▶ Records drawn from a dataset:
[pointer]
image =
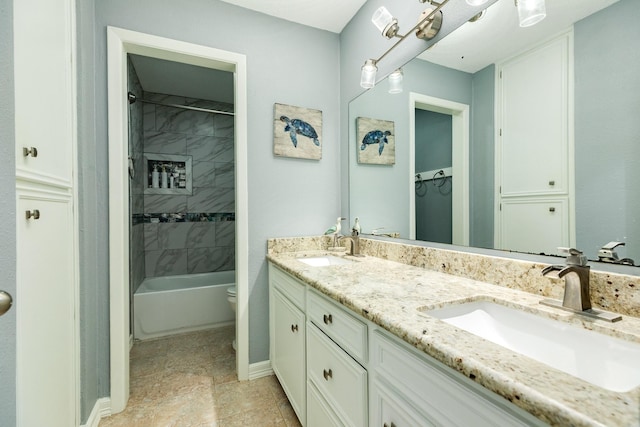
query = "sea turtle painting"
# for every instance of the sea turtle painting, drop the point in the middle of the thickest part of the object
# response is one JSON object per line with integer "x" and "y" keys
{"x": 375, "y": 137}
{"x": 297, "y": 127}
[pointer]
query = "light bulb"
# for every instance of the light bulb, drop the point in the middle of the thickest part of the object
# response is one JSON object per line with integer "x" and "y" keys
{"x": 530, "y": 12}
{"x": 368, "y": 76}
{"x": 395, "y": 81}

▶ Task brief:
Give the lines again word for word, from the start of the records to the line holding "# for every instance of the light", both included, and leave out any picture.

▶ The answer:
[pointer]
image =
query = "sea turtle painting"
# for every instance of the sea turtle painting, drop the point in the middle of the thickest part of the object
# response is one JSON object per line with integer "x" and "y" keys
{"x": 375, "y": 137}
{"x": 297, "y": 127}
[pointer]
query = "light bulb"
# for every instance of the light bulb, drop the point in the middle of the thickest part of the object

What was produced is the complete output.